Render every line of the rows below as a numbered list, skipping blank lines. Leave the pictures out.
[Begin]
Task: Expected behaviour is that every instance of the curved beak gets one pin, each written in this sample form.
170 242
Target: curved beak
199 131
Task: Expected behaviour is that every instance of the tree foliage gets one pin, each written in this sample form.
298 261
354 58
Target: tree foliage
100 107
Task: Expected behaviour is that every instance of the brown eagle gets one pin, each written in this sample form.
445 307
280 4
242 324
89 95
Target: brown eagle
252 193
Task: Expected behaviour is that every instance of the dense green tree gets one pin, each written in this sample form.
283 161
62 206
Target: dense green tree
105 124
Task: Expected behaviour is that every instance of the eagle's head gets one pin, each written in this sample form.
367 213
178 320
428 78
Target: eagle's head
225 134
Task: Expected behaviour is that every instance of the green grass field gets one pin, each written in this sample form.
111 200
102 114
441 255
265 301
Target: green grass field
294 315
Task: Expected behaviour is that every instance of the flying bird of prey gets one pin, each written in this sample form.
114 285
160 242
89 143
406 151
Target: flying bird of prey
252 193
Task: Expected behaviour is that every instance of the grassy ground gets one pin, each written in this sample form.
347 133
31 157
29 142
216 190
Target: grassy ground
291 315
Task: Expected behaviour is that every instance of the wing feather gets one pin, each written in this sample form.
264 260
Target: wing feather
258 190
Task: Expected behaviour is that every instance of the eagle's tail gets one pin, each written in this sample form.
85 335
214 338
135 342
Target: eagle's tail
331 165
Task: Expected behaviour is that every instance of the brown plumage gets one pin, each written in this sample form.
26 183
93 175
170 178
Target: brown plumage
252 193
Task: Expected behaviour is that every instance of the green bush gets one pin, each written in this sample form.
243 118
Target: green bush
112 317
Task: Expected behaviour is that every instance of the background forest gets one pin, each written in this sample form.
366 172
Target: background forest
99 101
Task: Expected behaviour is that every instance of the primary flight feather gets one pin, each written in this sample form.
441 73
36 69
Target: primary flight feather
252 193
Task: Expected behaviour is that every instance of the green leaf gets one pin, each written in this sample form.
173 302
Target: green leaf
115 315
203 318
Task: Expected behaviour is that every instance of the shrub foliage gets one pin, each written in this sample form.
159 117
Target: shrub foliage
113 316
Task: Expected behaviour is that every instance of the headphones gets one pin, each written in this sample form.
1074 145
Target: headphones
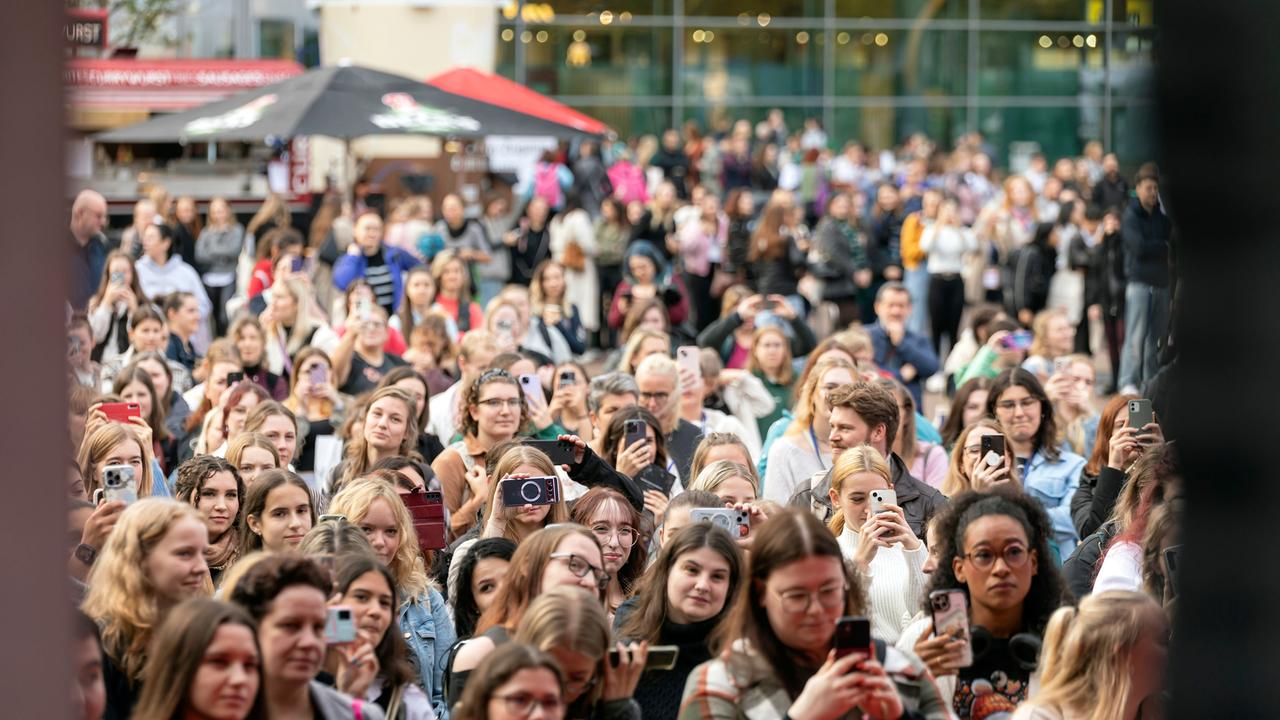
1023 647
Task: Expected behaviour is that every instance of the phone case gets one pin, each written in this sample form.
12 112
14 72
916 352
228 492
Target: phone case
951 614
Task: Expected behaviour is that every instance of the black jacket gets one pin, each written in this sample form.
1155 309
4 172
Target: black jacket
919 502
1146 245
1095 500
1082 566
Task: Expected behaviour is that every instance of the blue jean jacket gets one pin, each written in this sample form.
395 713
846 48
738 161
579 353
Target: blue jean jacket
1054 484
429 634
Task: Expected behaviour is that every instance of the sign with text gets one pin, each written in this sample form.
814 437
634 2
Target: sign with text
85 28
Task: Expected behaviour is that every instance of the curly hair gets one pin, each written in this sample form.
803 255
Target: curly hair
1047 591
467 424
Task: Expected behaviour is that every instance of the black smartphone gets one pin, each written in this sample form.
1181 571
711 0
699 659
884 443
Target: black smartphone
992 443
853 637
561 451
1173 559
635 432
1141 413
661 657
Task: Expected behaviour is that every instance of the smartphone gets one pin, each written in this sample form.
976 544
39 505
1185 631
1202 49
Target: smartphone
950 610
992 450
533 388
853 637
882 497
426 507
1061 365
119 482
1018 340
653 477
661 657
1141 413
1173 559
736 523
339 625
686 358
517 492
318 374
636 431
120 411
561 451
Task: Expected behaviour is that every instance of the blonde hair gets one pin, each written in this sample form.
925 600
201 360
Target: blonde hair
958 475
860 459
571 619
120 596
1084 661
720 473
626 363
804 406
246 440
95 447
356 499
515 456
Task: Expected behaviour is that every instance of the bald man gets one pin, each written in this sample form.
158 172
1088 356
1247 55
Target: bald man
88 253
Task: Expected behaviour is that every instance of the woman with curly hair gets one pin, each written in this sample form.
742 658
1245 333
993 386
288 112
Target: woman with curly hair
996 548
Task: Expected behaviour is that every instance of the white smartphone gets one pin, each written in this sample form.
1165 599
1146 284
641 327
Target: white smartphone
951 615
882 497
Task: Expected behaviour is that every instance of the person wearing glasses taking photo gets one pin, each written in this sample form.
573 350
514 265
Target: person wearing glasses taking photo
1048 473
554 556
993 548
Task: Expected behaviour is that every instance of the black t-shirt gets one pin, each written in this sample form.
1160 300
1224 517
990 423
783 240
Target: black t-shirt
365 377
992 687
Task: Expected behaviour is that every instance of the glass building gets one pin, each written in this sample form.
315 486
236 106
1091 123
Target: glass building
1051 72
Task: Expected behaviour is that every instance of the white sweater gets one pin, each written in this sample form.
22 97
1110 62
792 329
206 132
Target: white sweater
895 584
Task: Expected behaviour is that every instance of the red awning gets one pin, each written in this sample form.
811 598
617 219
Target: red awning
497 90
165 85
[End]
*Answer for this exercise*:
1. Task: Expected behaviour is that every instance of the curved beak gets one pin, each written in this sample form.
2. 170 242
3. Target: curved beak
4. 199 131
5. Task: Expected behaviour is that every instance of the tree foliage gets one pin, each written in this sample form.
6. 298 261
7. 354 58
8. Target: tree foliage
9. 100 107
10. Task: Expected behaviour is that every instance of the brown eagle gets one pin, each written in this sample form.
11. 445 307
12. 280 4
13. 242 324
14. 89 95
15. Target: brown eagle
16. 252 193
17. Task: Expected behaviour is that every instance of the dense green tree gets one pin, each written in this sample form.
18. 283 161
19. 62 206
20. Target: dense green tree
21. 105 124
22. Task: Expected behaviour is that every instance of the eagle's head gets one pin, each written in this sample form.
23. 367 213
24. 178 320
25. 428 78
26. Target: eagle's head
27. 225 134
28. Task: Expected behaviour is that every instance of the green grass field gets one pin, each written in this sample form.
29. 111 200
30. 102 114
31. 441 255
32. 265 301
33. Target: green grass field
34. 294 315
35. Task: Expected behaviour is that every instance of the flying bird of prey gets one pin, each written in this sample form.
36. 114 285
37. 160 242
38. 89 143
39. 406 151
40. Target: flying bird of prey
41. 252 193
42. Task: Expected behaviour is that every instance of the grassy ground gets one pin, each written in this sample form.
43. 347 133
44. 31 157
45. 29 142
46. 216 190
47. Target: grassy ground
48. 291 315
49. Task: Expected behaviour is that every instance of the wing feather gets one pin, each written in this sample form.
50. 264 260
51. Target: wing feather
52. 258 190
53. Task: Expected behaviour is that every instance of the eagle's tail gets one pin, each written in this sample form.
54. 85 335
55. 214 338
56. 135 342
57. Target: eagle's tail
58. 331 165
59. Task: Expected behaviour is that every instance of the brown plumage gets one pin, each written in this sample form.
60. 26 183
61. 93 175
62. 170 178
63. Target: brown plumage
64. 252 193
65. Task: Expected behaviour is that every instance of the green bush gets one pin, each written in this sample form.
66. 243 118
67. Target: green bush
68. 112 317
69. Task: Expected behaviour is that every instance of the background forest gets one pin, each written in this sample form.
70. 366 172
71. Target: background forest
72. 99 101
73. Task: Expected behaviour is that every instance of the primary flight feather gets one pin, each written in this sample form.
74. 441 73
75. 36 69
76. Target: primary flight feather
77. 252 193
78. Task: Expected behaviour is that every instance of the green leaf gets one pin, each written in this sample form.
79. 173 302
80. Target: green leaf
81. 115 315
82. 203 318
83. Task: Expected behaviour is that every instance of the shrub foliage gets one pin, each written in this sample form.
84. 159 117
85. Target: shrub foliage
86. 113 316
87. Task: Expected behaviour is that every instance of the headphones gets one pin, each written in this sample form.
88. 1074 145
89. Target: headphones
90. 1023 647
91. Task: Expected behaviour is that every instance of the phone case gets one pin, each written in this sample form.
92. 12 112
93. 14 72
94. 916 352
95. 228 492
96. Target: phone case
97. 951 614
98. Task: Expected behaviour is that every instance of the black jacket gets one pin, each written in this sample form.
99. 1155 309
100. 4 172
101. Target: black jacket
102. 919 502
103. 1146 245
104. 1095 500
105. 1082 566
106. Task: Expected behaviour is that every instance of the blue jean jacket gets one pin, each written in this sample form.
107. 395 713
108. 846 48
109. 738 161
110. 579 353
111. Target: blue jean jacket
112. 1054 484
113. 429 634
114. Task: Expected behaviour is that every instance of the sign with text gets one pin, each written in this sample form.
115. 814 437
116. 634 2
117. Target: sign with text
118. 85 28
119. Task: Expected behaviour is that every instance of the curly hair gets one pin, each written in this sample form.
120. 803 255
121. Target: curly hair
122. 1047 591
123. 467 424
124. Task: Expected behaviour is that every instance of the black smartphone gets one pin, each written in this sample form.
125. 1181 571
126. 711 0
127. 699 659
128. 884 443
129. Target: black smartphone
130. 992 443
131. 853 637
132. 561 451
133. 1173 559
134. 635 432
135. 1141 413
136. 661 657
137. Task: Expected behaviour is that every instance of the smartphone gets one pin, each written in this sample form.
138. 976 544
139. 39 505
140. 1185 631
141. 1202 49
142. Target: smartphone
143. 950 610
144. 992 450
145. 533 388
146. 853 637
147. 882 497
148. 426 507
149. 1061 365
150. 119 482
151. 1018 340
152. 653 477
153. 661 657
154. 1141 413
155. 1173 559
156. 736 523
157. 339 625
158. 686 358
159. 517 492
160. 318 374
161. 636 431
162. 120 411
163. 561 451
164. Task: Expected behaviour is that every instance of the blonde hair gets one pin, each written in this sample form.
165. 925 600
166. 201 360
167. Target: blonde hair
168. 958 475
169. 860 459
170. 571 619
171. 120 596
172. 1084 661
173. 720 473
174. 626 363
175. 804 406
176. 246 440
177. 95 447
178. 356 499
179. 515 456
180. Task: Expected behaviour is that every instance of the bald man gets one pin, each written in this sample form.
181. 158 172
182. 1088 356
183. 1247 55
184. Target: bald man
185. 88 253
186. Task: Expected behaviour is that every instance of the woman with curly hair gets one pin, each written in this sample form.
187. 742 658
188. 1245 333
189. 993 386
190. 288 112
191. Target: woman with curly hair
192. 996 548
193. Task: Expected behaviour is that every instance of the white smartphone gets one pin, each written in this sample form.
194. 1165 599
195. 1146 284
196. 641 327
197. Target: white smartphone
198. 951 615
199. 882 497
200. Task: Expected behaviour is that every instance of the person wearing glasses taking photo gets one pin, each written in this sample form.
201. 573 350
202. 514 265
203. Target: person wearing glasses taking photo
204. 1048 473
205. 554 556
206. 993 548
207. Task: Expected behaviour is that every instance of the black t-shirt gets one pin, each written in this sample form.
208. 1160 300
209. 1224 517
210. 990 423
211. 783 240
212. Target: black t-shirt
213. 365 377
214. 992 687
215. Task: Expected behaviour is that every instance of the glass building gets one pin, each written in this sample form.
216. 315 486
217. 236 106
218. 1091 123
219. Target: glass building
220. 1051 72
221. Task: Expected behaviour is that every instance of the white sweater gets one pin, each written in this sample form.
222. 22 97
223. 1110 62
224. 792 329
225. 206 132
226. Target: white sweater
227. 895 584
228. Task: Expected behaviour is that every instance of the red awning gets one pin, each written in this sample form.
229. 811 598
230. 617 219
231. Target: red awning
232. 497 90
233. 165 85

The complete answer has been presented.